» TASK STATEMENT:
List every line of the records below that contains the string "sprig", copying each line in full. Case counts.
— Start of DATA ROWS —
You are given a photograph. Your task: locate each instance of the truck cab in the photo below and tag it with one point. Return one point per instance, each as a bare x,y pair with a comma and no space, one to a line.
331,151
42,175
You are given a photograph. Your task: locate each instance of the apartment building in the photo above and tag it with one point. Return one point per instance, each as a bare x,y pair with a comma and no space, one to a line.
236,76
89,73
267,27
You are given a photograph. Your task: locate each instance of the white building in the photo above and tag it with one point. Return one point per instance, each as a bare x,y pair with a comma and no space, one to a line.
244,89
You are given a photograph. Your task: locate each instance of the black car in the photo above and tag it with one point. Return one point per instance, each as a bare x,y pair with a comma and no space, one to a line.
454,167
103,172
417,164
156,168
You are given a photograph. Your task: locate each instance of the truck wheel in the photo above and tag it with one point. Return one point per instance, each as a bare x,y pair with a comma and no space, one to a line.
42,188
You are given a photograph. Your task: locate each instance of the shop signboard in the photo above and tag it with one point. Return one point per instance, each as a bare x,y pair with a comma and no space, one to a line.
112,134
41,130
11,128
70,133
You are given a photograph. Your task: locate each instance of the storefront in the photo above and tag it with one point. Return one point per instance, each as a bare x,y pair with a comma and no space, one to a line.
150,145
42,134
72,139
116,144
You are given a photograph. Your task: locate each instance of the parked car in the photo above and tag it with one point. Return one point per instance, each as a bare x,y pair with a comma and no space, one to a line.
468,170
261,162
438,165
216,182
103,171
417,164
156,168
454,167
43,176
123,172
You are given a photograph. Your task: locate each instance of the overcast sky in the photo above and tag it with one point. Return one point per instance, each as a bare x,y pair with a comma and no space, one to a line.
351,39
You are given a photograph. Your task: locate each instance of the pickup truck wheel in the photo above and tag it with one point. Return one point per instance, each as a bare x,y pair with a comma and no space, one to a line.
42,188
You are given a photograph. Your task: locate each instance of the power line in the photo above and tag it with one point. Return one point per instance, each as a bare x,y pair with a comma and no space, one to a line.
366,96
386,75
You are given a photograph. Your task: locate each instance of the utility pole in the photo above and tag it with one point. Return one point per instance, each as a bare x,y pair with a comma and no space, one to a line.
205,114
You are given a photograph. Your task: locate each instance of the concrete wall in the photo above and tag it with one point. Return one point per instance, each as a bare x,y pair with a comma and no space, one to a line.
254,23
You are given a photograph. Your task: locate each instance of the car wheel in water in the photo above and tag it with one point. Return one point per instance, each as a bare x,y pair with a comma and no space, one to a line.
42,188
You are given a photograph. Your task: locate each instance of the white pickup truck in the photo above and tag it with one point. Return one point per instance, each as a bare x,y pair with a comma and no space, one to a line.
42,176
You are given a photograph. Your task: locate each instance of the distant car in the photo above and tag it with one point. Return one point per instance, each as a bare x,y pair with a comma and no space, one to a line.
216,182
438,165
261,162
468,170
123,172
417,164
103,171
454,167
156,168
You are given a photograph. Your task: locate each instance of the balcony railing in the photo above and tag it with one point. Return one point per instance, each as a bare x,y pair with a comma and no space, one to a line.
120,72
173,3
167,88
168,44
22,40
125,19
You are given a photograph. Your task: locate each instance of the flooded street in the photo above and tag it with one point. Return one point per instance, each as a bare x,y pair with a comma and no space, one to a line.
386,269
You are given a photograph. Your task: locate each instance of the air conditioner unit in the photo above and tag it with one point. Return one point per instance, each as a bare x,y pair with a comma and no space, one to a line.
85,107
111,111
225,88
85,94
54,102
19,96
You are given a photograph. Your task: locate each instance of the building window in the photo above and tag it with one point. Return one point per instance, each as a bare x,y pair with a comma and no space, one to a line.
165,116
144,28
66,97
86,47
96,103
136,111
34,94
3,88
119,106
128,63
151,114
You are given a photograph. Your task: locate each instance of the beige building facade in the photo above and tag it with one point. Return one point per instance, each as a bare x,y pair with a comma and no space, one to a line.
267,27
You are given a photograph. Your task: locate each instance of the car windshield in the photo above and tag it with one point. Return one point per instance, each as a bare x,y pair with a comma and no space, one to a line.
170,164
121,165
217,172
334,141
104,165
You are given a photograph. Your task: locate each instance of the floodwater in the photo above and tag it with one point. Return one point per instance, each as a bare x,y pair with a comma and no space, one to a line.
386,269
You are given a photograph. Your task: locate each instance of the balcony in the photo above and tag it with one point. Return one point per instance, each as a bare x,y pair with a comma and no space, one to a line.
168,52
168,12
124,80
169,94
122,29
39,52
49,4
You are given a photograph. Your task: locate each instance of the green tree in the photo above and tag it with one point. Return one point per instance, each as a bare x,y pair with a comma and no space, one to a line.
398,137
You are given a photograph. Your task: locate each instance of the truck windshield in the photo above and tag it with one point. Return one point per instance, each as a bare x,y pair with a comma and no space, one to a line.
— End of DATA ROWS —
— Start of DATA ROWS —
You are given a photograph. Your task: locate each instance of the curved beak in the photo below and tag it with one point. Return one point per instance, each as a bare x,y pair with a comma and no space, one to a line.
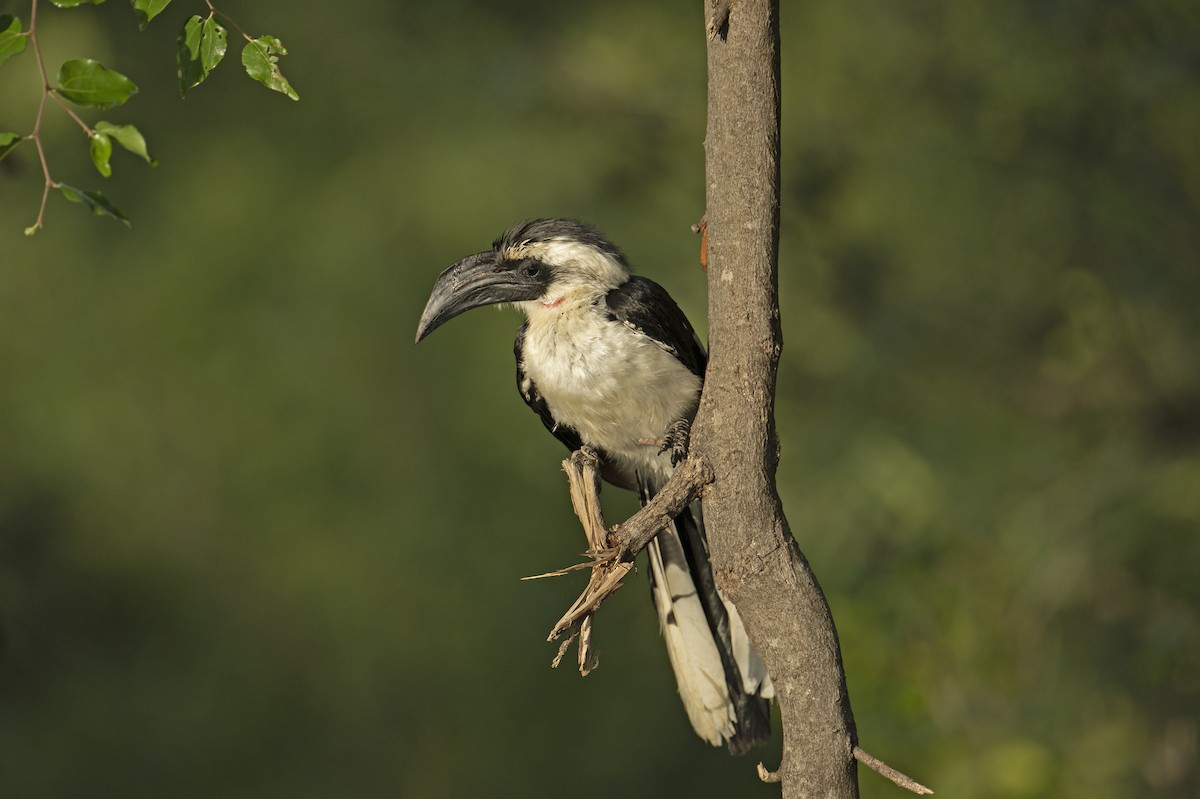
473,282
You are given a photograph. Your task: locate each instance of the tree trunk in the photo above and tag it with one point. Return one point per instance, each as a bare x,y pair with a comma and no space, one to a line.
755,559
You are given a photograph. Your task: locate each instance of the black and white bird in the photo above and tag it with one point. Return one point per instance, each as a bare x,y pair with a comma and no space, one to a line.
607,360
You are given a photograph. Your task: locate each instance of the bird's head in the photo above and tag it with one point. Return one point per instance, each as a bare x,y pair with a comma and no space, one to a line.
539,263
— End of DATA ROWS —
— Start of DATA ROWS —
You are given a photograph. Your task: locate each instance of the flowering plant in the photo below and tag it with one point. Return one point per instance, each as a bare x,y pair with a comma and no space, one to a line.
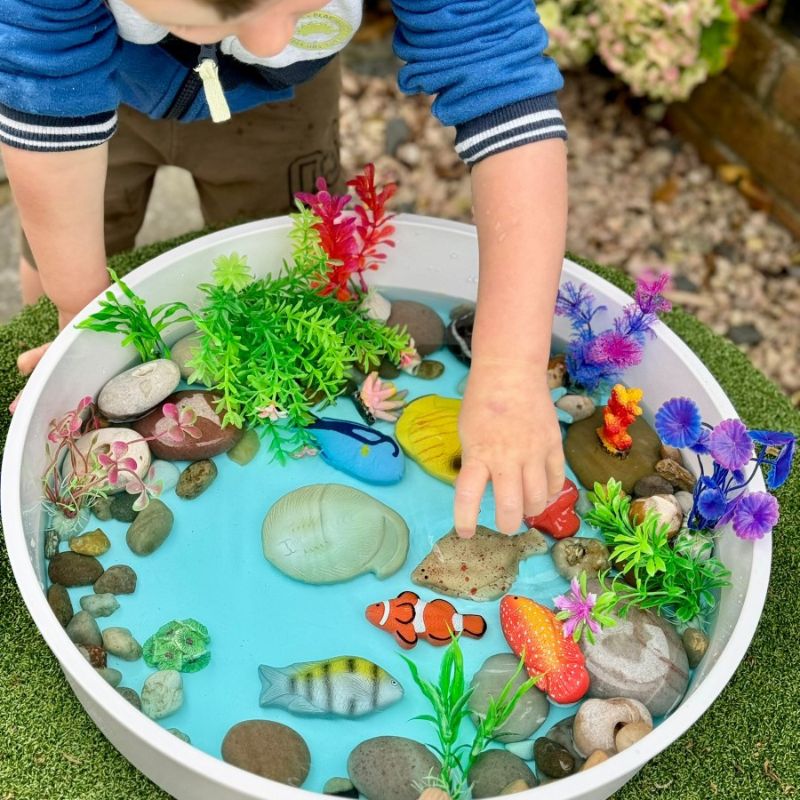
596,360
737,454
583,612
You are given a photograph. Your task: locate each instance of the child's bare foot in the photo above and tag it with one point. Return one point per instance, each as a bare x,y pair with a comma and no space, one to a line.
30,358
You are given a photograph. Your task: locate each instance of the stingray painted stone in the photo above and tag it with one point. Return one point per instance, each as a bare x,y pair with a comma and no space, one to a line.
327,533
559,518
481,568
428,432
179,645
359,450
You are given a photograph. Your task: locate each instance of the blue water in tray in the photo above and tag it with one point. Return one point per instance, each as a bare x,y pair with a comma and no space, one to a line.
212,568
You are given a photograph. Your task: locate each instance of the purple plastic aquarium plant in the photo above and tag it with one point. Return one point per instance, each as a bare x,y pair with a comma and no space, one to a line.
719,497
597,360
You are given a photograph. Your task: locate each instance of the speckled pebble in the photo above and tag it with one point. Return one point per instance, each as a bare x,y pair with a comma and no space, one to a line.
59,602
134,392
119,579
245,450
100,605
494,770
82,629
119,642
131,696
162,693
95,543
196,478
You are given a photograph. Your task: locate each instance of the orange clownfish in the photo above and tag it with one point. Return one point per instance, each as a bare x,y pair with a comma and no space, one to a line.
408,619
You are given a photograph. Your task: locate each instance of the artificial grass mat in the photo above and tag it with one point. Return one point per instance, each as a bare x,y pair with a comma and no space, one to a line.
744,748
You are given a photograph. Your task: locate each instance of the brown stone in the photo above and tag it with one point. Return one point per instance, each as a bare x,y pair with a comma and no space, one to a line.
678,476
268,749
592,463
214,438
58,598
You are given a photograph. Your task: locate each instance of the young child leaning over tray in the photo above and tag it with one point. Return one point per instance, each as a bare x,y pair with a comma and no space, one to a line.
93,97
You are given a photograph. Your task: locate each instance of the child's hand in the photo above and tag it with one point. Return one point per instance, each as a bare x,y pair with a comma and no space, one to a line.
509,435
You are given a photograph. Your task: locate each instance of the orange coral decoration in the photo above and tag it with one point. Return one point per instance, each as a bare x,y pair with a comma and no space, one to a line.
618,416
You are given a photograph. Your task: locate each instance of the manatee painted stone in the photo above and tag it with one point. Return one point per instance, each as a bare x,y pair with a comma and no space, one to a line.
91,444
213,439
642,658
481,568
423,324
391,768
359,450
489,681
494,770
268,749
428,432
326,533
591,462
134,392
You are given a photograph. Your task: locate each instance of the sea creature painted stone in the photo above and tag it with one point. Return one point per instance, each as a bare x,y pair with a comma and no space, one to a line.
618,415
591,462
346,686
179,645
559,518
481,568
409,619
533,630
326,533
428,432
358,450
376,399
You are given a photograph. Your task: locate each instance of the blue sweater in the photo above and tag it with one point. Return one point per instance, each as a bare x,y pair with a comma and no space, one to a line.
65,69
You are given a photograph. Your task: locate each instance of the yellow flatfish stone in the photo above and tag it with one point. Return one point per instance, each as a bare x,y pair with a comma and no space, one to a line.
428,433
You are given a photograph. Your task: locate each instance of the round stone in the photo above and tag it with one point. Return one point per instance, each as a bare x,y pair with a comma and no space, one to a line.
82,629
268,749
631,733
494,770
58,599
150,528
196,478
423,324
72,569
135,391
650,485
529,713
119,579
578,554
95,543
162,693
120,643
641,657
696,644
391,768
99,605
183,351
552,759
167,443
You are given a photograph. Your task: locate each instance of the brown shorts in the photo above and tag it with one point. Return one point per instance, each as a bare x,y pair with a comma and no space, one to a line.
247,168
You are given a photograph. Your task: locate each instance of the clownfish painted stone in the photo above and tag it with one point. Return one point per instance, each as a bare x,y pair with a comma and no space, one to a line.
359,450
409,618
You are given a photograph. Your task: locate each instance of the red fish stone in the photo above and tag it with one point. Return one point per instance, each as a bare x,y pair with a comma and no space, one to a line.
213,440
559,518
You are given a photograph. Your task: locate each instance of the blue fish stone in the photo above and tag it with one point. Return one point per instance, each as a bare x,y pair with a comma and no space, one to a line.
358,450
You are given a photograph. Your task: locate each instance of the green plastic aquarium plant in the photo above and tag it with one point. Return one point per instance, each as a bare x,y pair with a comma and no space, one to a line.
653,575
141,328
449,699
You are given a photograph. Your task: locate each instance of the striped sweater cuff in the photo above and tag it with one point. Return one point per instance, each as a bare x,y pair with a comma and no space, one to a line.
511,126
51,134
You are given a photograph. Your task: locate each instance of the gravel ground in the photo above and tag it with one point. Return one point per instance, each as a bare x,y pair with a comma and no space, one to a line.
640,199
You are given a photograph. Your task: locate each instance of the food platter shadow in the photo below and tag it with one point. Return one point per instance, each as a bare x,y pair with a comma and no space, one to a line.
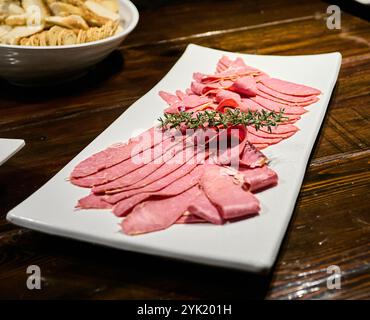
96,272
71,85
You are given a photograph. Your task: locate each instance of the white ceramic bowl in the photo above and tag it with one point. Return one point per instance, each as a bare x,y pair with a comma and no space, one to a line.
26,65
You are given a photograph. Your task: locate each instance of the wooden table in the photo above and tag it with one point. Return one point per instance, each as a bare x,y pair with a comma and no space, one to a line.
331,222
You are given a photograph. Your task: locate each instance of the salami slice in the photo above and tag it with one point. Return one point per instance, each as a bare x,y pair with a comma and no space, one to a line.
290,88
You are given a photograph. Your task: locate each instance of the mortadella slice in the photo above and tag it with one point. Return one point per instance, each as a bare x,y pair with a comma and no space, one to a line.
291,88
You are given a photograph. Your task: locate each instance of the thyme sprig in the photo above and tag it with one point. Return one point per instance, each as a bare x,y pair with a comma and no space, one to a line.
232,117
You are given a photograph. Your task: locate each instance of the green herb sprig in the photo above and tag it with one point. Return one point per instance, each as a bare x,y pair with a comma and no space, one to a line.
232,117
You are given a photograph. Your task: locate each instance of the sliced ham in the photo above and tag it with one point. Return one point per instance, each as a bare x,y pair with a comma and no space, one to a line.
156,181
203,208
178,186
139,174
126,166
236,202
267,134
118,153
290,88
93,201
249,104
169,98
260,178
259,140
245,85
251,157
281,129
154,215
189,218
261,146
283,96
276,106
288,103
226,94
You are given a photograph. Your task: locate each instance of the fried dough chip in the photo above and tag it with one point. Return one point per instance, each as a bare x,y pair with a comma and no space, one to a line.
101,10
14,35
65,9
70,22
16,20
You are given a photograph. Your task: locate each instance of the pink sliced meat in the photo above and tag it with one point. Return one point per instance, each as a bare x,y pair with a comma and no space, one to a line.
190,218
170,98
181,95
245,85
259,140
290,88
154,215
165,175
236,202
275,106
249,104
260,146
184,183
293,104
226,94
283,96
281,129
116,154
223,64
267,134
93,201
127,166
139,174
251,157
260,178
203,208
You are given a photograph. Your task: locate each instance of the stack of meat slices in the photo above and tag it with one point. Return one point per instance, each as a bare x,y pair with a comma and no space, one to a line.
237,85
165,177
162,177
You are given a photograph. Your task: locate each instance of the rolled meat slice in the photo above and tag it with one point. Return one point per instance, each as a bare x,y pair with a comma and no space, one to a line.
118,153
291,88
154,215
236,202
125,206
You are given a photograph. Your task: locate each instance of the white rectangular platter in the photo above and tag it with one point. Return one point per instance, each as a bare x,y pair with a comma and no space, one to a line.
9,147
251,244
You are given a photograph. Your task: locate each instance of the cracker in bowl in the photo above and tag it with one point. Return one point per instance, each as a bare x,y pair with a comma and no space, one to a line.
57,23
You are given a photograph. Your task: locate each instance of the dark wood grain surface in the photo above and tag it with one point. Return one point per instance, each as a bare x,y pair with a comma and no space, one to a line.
— End of DATA ROWS —
» SOLUTION:
You are given a photograph. Your task: locate each instance of the thyme sprig in the photo above and tag it with one point. Return one point per instance, each as a bare x,y pair with a comma and no space, one to a line.
You are given a photograph. Your task: locate each instance of the green herb sprig in the photo above and tag it with one point. Return one point per instance, each as a bare x,y pair with a comma and no space, one to a line.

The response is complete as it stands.